> _Record list_:
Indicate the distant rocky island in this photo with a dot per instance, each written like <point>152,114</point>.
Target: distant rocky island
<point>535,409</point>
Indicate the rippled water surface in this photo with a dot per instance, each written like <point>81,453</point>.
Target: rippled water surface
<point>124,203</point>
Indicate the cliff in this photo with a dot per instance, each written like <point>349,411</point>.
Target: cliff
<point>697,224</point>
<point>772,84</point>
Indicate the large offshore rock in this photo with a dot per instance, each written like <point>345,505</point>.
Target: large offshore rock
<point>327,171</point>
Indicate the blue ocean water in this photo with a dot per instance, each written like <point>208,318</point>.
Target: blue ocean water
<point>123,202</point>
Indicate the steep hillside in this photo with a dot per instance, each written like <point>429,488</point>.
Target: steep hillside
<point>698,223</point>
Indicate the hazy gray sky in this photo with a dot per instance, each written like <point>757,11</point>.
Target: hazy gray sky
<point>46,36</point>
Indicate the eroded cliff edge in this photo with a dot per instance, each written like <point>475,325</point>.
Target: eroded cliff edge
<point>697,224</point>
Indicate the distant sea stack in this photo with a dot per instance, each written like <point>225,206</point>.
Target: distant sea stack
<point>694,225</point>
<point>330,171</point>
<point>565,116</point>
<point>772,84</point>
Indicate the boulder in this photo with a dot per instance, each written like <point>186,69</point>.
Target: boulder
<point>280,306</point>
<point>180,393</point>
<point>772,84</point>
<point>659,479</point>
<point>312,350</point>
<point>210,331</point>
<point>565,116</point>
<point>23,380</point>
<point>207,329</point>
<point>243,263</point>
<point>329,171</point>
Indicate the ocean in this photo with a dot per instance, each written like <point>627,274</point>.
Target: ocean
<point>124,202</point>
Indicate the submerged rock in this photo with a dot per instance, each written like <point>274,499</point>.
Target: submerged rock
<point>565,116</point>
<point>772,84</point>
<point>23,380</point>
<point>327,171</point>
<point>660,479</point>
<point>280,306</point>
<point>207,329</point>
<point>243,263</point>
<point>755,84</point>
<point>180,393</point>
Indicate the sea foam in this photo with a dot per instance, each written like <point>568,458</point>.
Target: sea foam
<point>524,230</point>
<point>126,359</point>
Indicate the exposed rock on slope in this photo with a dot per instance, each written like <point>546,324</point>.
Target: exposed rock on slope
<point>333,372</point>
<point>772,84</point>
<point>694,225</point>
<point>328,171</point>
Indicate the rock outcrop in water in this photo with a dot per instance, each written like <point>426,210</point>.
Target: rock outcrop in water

> _Work to do_:
Rewrite every row above as a numbered list, one entry per line, omitting any blank lines.

> _Full answer_:
1. Indicate the distant rocky island in this photo with a dot per instance, each written like <point>152,114</point>.
2. Target: distant rocky island
3. <point>535,409</point>
4. Indicate the rippled water surface in this photo with a dot per instance, each written like <point>81,453</point>.
5. Target: rippled water surface
6. <point>124,203</point>
7. Indicate the cliff in this photo with a dot per instance, each written like <point>349,411</point>.
8. Target: cliff
9. <point>697,224</point>
10. <point>772,84</point>
11. Indicate the large offshore rock in this photo with a dot per instance, each written like <point>345,505</point>.
12. Target: large offshore rock
13. <point>327,171</point>
14. Indicate the blue ocean water in this photo with a dot per instance, each written like <point>208,318</point>.
15. Target: blue ocean water
16. <point>123,202</point>
17. Indicate the steep hillside in this photo with a dot per instance, each written like <point>429,488</point>.
18. Target: steep hillside
19. <point>698,223</point>
20. Indicate the hazy gray sky in this photo with a dot per instance, each written like <point>757,11</point>.
21. Target: hazy gray sky
22. <point>46,36</point>
23. Indicate the eroded cliff edge in this photo with a dot per instance, each written like <point>475,325</point>.
24. Target: eroded cliff edge
25. <point>697,224</point>
26. Indicate the distant sea stack in this photo with a dot per instance, each written like <point>225,206</point>.
27. Target: distant sea stack
28. <point>694,225</point>
29. <point>330,171</point>
30. <point>565,116</point>
31. <point>772,84</point>
32. Indicate the boulder in this photo with a dot per instance, each written like <point>186,69</point>.
33. Target: boulder
34. <point>280,306</point>
35. <point>180,393</point>
36. <point>772,84</point>
37. <point>659,479</point>
38. <point>312,350</point>
39. <point>210,331</point>
40. <point>565,116</point>
41. <point>23,380</point>
42. <point>207,329</point>
43. <point>243,263</point>
44. <point>329,171</point>
45. Indicate the ocean in this photo with a dot per instance, each written like <point>627,274</point>.
46. Target: ocean
47. <point>124,202</point>
48. Indicate the submerged rock in this photo with a dot per instance, each written like <point>274,499</point>.
49. Target: submerged rock
50. <point>565,116</point>
51. <point>772,84</point>
52. <point>23,380</point>
53. <point>327,171</point>
54. <point>660,479</point>
55. <point>280,306</point>
56. <point>207,329</point>
57. <point>243,263</point>
58. <point>755,84</point>
59. <point>180,393</point>
60. Indicate the sea foam in this photo with a dot per instance, each written like <point>568,458</point>.
61. Target: sea foam
62. <point>524,230</point>
63. <point>126,359</point>
64. Indicate the exposed rock on slope in this photo with a dot per instance, each written like <point>546,324</point>.
65. Target: exposed rock on slope
66. <point>333,372</point>
67. <point>772,84</point>
68. <point>694,225</point>
69. <point>328,171</point>
70. Indicate the rock outcrop in water in this photo with a dot per instance, each written like <point>426,210</point>.
71. Target: rock outcrop in water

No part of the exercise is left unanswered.